GOAL: Beginning with the line where "Where can the parked minivan" appears, repeat every remaining line of the entries exactly, the last line included.

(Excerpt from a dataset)
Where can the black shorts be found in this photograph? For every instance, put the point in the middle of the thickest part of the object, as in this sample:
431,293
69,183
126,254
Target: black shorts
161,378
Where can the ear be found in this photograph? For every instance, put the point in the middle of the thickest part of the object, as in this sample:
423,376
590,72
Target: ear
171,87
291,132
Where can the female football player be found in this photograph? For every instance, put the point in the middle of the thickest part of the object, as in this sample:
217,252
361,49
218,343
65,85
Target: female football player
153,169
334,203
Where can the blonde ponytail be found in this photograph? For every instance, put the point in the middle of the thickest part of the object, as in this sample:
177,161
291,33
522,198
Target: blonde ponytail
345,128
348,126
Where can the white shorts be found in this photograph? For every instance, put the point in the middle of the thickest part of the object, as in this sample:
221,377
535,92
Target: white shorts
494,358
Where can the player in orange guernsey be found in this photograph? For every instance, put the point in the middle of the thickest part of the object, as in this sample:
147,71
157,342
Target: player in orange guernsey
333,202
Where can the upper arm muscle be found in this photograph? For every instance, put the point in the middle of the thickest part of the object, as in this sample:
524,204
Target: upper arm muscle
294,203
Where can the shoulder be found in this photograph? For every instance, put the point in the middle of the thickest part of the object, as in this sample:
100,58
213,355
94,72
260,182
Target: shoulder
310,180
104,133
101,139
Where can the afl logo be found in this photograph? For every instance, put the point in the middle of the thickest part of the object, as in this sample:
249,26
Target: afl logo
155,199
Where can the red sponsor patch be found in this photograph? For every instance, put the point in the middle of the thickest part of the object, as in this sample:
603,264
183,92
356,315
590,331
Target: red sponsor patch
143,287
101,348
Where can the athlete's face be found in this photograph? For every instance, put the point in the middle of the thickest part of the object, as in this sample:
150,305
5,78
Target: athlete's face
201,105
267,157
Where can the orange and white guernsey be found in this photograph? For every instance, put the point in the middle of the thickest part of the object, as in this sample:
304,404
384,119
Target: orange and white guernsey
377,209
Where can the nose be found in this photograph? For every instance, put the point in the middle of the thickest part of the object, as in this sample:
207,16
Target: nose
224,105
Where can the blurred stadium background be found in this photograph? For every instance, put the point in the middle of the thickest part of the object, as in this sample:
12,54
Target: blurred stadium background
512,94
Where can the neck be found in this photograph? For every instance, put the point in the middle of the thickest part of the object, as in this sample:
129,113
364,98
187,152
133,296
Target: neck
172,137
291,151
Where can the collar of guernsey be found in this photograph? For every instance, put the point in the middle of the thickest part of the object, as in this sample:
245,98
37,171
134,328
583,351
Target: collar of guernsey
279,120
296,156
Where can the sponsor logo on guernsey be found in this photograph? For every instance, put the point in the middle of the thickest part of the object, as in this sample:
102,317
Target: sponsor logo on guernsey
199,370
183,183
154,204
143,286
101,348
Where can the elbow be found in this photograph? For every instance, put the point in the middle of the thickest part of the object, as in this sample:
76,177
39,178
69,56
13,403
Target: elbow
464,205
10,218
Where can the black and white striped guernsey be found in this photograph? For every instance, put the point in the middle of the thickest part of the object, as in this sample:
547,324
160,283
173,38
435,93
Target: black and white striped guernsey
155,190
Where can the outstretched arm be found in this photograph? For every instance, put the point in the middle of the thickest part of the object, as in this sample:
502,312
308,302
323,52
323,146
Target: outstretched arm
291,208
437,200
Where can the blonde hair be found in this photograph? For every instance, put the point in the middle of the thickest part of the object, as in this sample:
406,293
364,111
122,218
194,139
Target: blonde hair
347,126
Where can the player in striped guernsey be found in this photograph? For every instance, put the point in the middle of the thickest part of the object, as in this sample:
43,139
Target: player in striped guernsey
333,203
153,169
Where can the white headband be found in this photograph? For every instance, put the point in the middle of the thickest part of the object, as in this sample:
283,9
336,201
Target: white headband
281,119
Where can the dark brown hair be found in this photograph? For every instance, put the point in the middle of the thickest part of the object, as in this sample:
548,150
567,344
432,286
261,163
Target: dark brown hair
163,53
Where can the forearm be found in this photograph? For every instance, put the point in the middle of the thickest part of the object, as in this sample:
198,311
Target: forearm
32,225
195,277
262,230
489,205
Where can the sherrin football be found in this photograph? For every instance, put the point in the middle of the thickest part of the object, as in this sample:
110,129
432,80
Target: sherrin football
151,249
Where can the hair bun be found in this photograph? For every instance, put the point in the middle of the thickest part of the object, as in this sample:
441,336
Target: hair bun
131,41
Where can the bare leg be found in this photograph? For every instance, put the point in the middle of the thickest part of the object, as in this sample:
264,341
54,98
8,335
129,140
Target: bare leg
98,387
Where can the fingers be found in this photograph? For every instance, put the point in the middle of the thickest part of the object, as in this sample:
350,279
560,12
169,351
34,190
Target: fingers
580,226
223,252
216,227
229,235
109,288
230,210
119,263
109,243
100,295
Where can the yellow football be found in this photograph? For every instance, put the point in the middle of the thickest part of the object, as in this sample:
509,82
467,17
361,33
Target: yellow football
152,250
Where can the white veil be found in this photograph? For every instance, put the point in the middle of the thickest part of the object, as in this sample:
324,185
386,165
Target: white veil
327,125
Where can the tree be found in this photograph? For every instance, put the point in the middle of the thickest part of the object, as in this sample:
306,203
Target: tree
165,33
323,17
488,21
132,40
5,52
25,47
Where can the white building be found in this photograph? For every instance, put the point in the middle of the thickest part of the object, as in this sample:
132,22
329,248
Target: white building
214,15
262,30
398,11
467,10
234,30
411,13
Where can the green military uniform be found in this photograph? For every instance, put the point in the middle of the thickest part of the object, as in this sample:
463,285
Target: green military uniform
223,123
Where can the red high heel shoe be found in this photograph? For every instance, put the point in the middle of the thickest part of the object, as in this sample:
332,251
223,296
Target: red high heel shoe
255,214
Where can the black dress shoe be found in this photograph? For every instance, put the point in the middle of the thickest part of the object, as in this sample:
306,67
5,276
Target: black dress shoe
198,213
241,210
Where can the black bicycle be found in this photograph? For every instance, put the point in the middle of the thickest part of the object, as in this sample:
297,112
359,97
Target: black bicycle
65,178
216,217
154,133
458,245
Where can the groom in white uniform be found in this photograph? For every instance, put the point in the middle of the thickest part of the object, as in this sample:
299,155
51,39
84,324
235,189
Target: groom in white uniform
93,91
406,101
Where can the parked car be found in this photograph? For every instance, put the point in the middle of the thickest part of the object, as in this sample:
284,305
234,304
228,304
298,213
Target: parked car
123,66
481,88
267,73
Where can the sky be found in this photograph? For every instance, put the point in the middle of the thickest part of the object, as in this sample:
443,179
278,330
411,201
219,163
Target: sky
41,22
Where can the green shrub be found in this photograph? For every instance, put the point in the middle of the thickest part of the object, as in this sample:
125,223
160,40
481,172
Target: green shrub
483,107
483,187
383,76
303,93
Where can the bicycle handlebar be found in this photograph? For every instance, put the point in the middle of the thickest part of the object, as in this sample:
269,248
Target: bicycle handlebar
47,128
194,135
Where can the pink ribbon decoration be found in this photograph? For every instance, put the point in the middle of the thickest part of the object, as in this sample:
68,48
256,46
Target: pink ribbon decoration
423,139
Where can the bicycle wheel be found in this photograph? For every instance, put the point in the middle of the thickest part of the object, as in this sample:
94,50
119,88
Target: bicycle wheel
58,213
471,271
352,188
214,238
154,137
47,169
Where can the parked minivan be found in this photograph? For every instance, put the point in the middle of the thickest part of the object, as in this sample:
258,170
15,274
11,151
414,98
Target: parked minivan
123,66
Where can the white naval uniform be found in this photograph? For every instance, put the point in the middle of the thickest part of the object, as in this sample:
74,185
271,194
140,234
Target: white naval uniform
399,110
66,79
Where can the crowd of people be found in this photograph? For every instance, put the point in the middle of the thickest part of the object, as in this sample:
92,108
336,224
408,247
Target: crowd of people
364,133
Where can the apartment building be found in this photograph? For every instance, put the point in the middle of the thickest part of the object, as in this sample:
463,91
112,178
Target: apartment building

RESPONSE:
Where can the parked minivan be found in this photograph? For every instance, put the point in the middle of the thickest part of the object, as in this sample:
258,170
15,274
11,151
414,98
Target: parked minivan
123,66
Where can the white naval uniform be found in this photograph? For every instance, put the point in the middle of the thickest part of the object, as in this sample:
74,185
271,194
140,234
Target: white naval uniform
399,110
66,79
Where can the crowd of people be found in this photograph? For every instance, put the point in the middle of the thickest part of the object, as in this sample:
92,108
336,224
408,247
Target: crowd of people
364,133
Where can the apartment building be found in this photograph? For every instance, put the point in the middle of the thickest part of the object, as in this sample:
463,91
112,178
Target: apartment building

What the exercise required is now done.